> [Request a] Locate each line in the rows below that contains the word "hand" and copy those lines out.

> [Source extract]

About the Book In 1982 there appeared a remarkable book, written by an author who wished to remain anonymous, entitled Meditations on the Tarot: A Journey into Christian Hermeticism. This book was destined to become a spiritual classic of the twentieth century. Distinguished scholar Antoine Faivre called it “the most beautiful and instructive book of the twentieth century concerning western esotericism.” Father Bede Griffiths said “to me it is the last word in wisdom.” Trappist Abbot Basil Pennington wrote “it is such a rich collection of wisdom drawn from such a staggering number of diverse sources that it leaves the mind almost reeling. Besides the Bible we find the Upanishads, the Cabbala, the Hermeticists, and men as diverse as Origen and Chardin, Plato and Bergson, Jung and John of the Cross, Kierkegaard and Nietzsche. It is without doubt the most extraordinary work I have ever read.” And Cardinal Hans Urs von Balthasar described the author as “a thinking, praying Christian of unmistakable purity.” Students of Meditations on the Tarot now have cause for celebration, for in 2007 a collection of the author's notes was published—preliminary studies of the images of the Tarot cards, illustrating the method he followed. This methodology is now revealed for the first time in English translation through the inclusion of material published in Part Two of this volume. Unfortunately, the notes cover only the last nine Arcana, from XIV to XXII, the notes to the first thirteen Arcana having gone missing. Part One comprises three lectures held by Robert Powell, the translator of Meditations on the Tarot into English from the original French manuscript. These lectures, held in California in 2006 , 2007 , and 2008 , were delivered to an audience of friends of Christian Hermeticism, who gather every year to converse and share concerning the path of Christian Hermeticism. The second lecture, in particular, serves as an introduction to Part II. Also included is additional background material from the Luxembourg (Kairos) and German (Achamoth) editions.

> [Provided information]
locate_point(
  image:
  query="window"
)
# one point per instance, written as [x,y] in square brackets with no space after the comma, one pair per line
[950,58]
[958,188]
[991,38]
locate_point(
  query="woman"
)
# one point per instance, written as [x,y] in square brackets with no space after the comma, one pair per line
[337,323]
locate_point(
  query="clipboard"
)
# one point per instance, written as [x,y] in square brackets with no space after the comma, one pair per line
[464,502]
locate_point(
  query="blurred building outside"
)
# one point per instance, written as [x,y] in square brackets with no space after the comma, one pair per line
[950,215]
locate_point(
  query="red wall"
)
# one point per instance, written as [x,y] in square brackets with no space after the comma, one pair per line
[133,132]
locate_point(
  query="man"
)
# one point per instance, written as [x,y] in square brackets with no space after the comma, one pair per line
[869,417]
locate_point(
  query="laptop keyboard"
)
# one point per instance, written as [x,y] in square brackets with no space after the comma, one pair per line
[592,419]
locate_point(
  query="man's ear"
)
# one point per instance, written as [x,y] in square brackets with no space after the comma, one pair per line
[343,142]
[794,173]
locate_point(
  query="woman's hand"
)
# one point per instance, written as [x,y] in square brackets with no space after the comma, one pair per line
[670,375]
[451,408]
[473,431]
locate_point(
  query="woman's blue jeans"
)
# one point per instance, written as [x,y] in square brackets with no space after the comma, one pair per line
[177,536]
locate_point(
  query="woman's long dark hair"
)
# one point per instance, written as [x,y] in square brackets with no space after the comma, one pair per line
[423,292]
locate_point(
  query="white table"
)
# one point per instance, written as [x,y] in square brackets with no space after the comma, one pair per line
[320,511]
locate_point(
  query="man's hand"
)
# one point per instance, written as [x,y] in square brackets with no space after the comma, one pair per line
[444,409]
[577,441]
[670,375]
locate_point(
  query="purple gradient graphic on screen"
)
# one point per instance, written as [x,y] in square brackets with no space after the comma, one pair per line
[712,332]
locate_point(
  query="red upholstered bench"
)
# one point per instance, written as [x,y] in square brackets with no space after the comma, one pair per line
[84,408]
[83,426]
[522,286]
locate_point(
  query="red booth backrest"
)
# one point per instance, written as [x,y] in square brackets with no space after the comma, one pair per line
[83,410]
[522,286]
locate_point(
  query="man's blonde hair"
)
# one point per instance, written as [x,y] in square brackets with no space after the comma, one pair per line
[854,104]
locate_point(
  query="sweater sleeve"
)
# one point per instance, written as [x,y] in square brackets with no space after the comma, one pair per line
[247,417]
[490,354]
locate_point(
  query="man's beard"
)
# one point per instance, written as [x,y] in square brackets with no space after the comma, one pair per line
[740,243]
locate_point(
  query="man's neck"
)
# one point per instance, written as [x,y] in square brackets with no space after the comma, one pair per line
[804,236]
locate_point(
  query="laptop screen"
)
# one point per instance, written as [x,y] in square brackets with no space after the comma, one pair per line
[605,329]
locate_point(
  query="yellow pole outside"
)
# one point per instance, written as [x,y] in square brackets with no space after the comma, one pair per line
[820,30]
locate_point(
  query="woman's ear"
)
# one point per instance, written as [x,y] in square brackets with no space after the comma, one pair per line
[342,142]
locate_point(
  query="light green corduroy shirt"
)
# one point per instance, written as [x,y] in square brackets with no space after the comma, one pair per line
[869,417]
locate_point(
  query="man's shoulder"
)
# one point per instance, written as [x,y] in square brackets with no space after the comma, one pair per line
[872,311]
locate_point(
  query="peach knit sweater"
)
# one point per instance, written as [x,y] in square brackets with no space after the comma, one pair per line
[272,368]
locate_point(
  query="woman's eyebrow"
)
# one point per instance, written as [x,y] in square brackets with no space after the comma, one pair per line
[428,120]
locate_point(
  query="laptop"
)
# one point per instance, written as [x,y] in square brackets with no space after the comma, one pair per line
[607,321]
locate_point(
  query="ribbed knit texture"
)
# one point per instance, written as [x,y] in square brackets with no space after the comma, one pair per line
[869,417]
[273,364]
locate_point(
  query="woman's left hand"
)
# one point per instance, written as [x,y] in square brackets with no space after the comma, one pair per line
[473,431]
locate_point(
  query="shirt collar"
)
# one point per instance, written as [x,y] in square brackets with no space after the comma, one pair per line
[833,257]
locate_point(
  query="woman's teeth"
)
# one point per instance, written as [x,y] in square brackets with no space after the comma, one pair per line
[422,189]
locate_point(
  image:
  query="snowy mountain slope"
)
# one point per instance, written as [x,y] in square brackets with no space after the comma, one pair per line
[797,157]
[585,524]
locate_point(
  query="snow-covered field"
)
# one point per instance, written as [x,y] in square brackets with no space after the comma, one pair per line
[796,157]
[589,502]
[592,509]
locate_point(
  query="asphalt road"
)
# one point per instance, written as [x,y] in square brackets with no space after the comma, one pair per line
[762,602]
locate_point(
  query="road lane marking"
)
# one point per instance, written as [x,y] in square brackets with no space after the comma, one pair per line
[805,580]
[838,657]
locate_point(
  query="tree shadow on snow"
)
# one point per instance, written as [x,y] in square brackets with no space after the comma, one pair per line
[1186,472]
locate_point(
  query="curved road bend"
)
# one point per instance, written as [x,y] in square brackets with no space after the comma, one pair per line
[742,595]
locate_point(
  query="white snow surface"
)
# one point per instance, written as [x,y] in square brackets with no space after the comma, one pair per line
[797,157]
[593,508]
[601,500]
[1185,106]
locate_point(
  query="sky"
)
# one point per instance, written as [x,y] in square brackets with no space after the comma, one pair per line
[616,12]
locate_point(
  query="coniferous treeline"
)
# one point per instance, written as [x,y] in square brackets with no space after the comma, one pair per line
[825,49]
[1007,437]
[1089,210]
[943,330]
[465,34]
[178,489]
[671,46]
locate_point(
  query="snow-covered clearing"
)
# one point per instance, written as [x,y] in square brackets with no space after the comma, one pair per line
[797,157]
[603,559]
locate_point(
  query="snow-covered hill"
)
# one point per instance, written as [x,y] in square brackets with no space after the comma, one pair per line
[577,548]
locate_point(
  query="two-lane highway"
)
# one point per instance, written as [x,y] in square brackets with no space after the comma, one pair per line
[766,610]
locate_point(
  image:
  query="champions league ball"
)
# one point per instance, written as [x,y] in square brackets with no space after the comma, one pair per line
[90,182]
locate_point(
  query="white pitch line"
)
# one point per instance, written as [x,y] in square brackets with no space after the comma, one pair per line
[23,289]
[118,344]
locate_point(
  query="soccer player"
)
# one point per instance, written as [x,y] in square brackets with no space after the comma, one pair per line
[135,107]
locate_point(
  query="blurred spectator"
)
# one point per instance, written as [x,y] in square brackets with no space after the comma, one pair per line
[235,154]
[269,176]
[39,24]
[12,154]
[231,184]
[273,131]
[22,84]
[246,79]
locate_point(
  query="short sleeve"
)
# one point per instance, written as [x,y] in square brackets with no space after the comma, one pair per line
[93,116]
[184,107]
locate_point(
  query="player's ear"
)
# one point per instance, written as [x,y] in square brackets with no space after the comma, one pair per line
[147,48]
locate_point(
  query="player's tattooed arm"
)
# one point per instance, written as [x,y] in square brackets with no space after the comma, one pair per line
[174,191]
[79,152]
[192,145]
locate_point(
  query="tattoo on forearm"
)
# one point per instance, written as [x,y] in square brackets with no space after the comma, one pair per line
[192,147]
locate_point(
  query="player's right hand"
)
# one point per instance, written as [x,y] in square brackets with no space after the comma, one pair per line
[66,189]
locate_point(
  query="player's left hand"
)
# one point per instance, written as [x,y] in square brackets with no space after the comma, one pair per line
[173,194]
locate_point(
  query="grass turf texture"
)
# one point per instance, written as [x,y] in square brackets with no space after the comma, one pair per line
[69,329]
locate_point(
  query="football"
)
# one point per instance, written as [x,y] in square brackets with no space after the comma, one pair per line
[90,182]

> [Request b] Translate this sentence from the book description into Spanish: "This book was destined to become a spiritual classic of the twentieth century."

> [Expected answer a]
  query="woman's hand"
  query="man's hand"
  query="woman's left hand"
  query="player's right hand"
  query="player's left hand"

> [Expected answer b] Este libro estaba destinado a convertirse en un clásico espiritual del siglo XX.